Tally the lines in the records below that contain the string "above", treating uppercase and lowercase as different. Reply with the number alone.

Saved entries
--
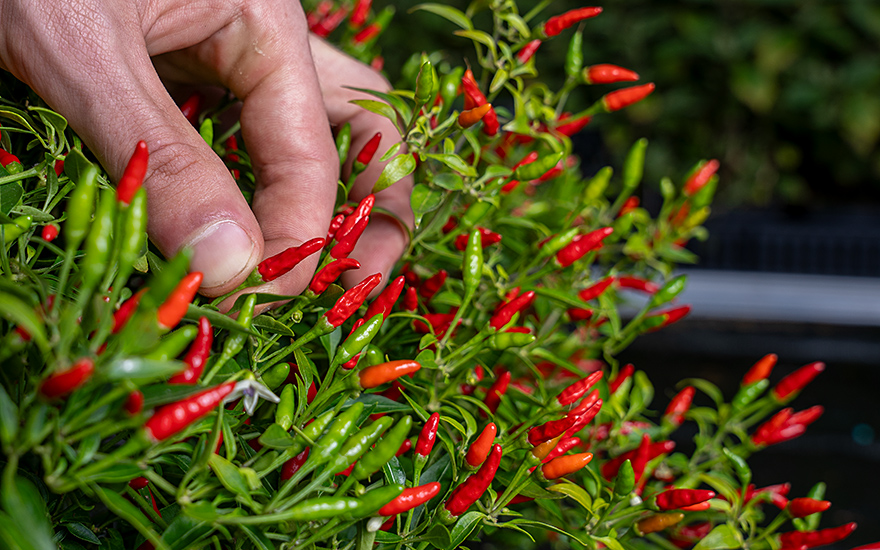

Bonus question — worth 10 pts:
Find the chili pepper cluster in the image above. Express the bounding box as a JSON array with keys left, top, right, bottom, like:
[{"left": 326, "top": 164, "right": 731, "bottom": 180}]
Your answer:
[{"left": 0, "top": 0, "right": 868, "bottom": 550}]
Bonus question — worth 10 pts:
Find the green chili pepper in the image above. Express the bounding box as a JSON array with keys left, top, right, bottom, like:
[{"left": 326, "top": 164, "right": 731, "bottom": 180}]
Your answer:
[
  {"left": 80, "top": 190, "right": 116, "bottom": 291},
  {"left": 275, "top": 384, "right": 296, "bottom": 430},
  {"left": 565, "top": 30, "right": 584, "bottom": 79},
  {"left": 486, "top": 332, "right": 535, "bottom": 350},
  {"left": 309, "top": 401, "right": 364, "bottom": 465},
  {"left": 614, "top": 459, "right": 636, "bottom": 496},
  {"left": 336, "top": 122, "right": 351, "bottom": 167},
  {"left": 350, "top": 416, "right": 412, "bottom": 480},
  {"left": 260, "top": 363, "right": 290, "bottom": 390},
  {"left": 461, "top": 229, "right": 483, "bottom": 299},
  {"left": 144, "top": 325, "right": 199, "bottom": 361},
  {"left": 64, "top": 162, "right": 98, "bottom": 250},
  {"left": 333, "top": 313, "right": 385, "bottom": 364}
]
--
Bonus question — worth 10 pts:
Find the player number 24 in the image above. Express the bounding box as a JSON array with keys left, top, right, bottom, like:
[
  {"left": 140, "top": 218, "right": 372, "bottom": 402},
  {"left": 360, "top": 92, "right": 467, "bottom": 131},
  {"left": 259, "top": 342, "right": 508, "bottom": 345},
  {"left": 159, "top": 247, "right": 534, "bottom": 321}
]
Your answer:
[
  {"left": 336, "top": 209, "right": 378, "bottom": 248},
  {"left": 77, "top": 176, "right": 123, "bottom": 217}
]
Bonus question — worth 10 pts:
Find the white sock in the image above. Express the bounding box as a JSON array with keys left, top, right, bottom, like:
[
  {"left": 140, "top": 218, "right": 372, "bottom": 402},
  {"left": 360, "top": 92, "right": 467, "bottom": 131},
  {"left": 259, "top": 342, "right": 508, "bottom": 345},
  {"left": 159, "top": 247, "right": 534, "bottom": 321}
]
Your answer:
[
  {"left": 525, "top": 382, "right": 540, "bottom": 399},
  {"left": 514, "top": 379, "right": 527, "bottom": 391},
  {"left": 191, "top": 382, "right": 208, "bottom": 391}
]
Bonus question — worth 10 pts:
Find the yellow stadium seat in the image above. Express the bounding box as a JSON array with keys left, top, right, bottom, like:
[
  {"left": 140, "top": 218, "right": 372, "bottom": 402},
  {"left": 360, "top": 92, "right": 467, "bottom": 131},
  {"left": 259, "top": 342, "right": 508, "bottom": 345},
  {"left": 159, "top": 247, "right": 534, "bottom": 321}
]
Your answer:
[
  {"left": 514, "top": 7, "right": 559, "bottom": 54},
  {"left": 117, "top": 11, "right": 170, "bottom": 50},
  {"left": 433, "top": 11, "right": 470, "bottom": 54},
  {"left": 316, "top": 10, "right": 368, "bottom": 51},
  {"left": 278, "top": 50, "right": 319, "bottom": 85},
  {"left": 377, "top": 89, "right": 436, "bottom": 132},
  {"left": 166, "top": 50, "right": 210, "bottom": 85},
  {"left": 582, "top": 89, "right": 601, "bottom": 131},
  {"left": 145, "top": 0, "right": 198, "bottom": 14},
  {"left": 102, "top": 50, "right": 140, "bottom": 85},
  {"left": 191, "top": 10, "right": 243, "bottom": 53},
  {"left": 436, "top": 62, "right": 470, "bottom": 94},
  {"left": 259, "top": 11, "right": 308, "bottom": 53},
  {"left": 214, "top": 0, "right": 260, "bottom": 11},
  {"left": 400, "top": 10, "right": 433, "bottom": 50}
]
--
# WRITTEN SOLUTION
5